+++ Vorliegender Text +++
# Meine Fische - Unterwasservideo



## Joschiiie96 (18. Jan. 2015)

Hallo!

Hab mir vor kurzem eine Unterwasserkamera gegönnt. Eigentlich ist sie ja fürs Angeln bestimmt, doch ich musste sie unbedingt schon testen und hab sie kurzer Hand einige Stunden in den Gartenteich gelegt.
Der Gartenteich besteht nun seit Juni 2014, da mir die Zeit für Ufergestaltung fehlte, sieht das Ufer auch dementsprechend aus. 
Der Besatz lässt leider auch etwas zu wünschen übrig, da hat mir ein langer Krankenhausaufenthalt einen Strich durch die Rechnung (Besatzmaßnahmen) gemacht.

Derzeitiger Besatz ist:

2 *Gründlinge *(Restbestand)
1 * Rotauge *(35 cm, Wildfang Donau, war beim Fang schwer zu identifizieren da Merkmale von Rotauge und -feder vorhanden sind, Unterwasser sieht man dies allerdings klarer -> Rotauge)
2 *Rotfedern *(ca. 15 cm, 2x WF Donau)
2 *Flußbarsche *(10 und 15 cm, 1x WF Donau, 1x WF Vereinsteich)
1 Baby* aitel* (WF Donau, eventuell von __ Barsch vernascht)
*Hier seht ihr meine Fische in einem kurzen Videozusammenschnitt von heute:*






Mein Wunschbesatz wird wie folgt sein:

5 *Rotfedern *+ 1 *Rotauge*
5 *Flußbarsche*
5 *Aiteln/Döbeln*


----------



## jolantha (18. Jan. 2015)

Damit könnte ich mich auch anfreunden, wüßte dann wenigstens, was meine Fische da unten drin machen !
+++ Bereitgestellte Angaben +++
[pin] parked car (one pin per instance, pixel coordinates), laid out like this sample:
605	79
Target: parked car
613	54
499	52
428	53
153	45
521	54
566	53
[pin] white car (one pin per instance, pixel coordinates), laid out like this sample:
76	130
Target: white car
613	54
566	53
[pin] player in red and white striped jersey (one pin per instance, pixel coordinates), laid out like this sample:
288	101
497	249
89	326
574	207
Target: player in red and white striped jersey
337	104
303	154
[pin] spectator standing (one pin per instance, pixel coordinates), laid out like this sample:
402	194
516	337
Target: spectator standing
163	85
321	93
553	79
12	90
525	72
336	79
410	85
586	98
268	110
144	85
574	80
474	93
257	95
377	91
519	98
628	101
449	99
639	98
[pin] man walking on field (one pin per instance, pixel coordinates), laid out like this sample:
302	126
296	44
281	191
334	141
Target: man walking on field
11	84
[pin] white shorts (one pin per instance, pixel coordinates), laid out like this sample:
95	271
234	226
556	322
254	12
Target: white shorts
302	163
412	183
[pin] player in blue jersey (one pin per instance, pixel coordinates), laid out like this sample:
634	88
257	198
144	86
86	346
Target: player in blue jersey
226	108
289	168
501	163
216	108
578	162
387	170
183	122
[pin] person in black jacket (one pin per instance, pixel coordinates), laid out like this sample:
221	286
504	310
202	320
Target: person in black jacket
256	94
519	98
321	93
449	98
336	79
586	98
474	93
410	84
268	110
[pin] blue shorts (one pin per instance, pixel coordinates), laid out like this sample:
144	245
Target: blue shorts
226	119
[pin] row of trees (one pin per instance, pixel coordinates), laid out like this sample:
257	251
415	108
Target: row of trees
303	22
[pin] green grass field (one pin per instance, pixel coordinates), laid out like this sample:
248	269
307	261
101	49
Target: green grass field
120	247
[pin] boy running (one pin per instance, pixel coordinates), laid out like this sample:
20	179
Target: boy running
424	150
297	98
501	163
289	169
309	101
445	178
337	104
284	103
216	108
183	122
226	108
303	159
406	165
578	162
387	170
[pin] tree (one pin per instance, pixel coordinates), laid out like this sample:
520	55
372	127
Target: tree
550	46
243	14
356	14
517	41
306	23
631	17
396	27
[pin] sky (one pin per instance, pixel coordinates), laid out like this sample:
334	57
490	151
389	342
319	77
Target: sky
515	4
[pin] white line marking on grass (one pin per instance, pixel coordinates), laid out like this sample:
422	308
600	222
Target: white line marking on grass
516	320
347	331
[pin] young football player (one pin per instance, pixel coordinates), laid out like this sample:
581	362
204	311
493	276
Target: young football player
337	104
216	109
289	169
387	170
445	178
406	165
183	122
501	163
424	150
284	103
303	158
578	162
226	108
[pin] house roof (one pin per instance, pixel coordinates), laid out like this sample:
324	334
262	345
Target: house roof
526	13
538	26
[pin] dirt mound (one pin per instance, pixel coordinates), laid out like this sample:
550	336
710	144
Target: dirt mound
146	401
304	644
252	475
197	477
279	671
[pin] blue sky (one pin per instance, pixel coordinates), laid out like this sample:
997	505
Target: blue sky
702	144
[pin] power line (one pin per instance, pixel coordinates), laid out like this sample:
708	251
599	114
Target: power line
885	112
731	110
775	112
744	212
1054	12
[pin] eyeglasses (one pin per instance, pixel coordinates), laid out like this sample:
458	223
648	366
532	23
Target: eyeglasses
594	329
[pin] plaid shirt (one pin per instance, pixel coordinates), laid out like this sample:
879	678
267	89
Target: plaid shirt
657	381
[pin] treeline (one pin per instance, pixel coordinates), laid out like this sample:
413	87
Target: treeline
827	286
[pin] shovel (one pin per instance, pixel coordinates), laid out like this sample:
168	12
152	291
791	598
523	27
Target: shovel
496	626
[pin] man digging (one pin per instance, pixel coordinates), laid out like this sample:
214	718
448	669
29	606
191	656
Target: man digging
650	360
+++
▸ **Aufgaben**:
**A.** Seit wann besteht laut dem Thread zum Unterwasservideo im Gartenteich der Teich?
**B.** Schreiben Sie den Thread zum Unterwasservideo im Gartenteich nach dem letzten Beitrag weiter.

▸ **Lösungen**:
**A.** Seit Juni 2014.

**B.**
----------



## Joschiiie96 (18. Jan. 2015)

Hallo!

Genau deswegen hab ich sie mir auch gekauft 

Hab das Video jetzt nochmal etwas bearbeitet:


----------



## Alfii147 (18. Jan. 2015)

Was hast du denn da genau für eine U-Kamera?


----------



## Christopher (18. Jan. 2015)

Joschi.
Ich habe mir dein Video mit Begeisterung angesehen.


----------



## Joschiiie96 (18. Jan. 2015)

Hallo!

Alfi, ich benutze diese Kamera: http://fishinaction.jimdo.com/technik/kamera/

Es freut mich, dass es dir gefällt, Christopher!


----------



## Alfii147 (18. Jan. 2015)

Danke dir, werd ich mir später mal genauer ansehen..
Wär ein nettes Gimmick!


----------



## Michael H (18. Jan. 2015)

Hallo

Wenn dann die Kamera noch W-LAN an Board hätte wär es der Hammer . Schön auf der Couch liegen und sich den Teich anschauen ......


----------



## Joschiiie96 (18. Jan. 2015)

Ja schau's dir an. 

WLAN wäre hammer, aber die Reichweite wäre wegen dem Wasser sehr eingeschränkt.


----------



## Joschiiie96 (25. Jan. 2015)

Hab das Video mit anderen Aufnahmen noch einmal zusammengeschnitten und noch einmal neu hochgeladen:


----------



## Christopher (26. Jan. 2015)

Joschiiie 96.
Das Video gefällt mir sehr gut.


----------



## Joschiiie96 (28. Jan. 2015)

Freut mich, Fortsetzung folgt auf YouTube.


----------



## xXNer0Xx (28. Jan. 2015)

Guten Abend,

wenn ihr euch die Tiere angucken wollt und dabei woanders sein wollt wie wäre es mit einer GoPro Hero 3+ / 4 ?

Top Bild und mit dem case 30 oder 40m wasser dicht 


Link Dazu: 



_View: https://www.youtube.com/watch?v=A3PDXmYoF5U_
 /// Keine Werbung


----------



## Joschiiie96 (22. Feb. 2015)

Hallo!

Heute wurden meine Fische das erste Mal mit roten Mückenlarven gefüttert. Ein Flussbarsch und ein __ Gründling teilten sich das Buffet.
Viel Spaß beim Schauen!


----------



## jolantha (23. Feb. 2015)

Immer wieder interessant bei Dir


----------



## gertrude (9. März 2015)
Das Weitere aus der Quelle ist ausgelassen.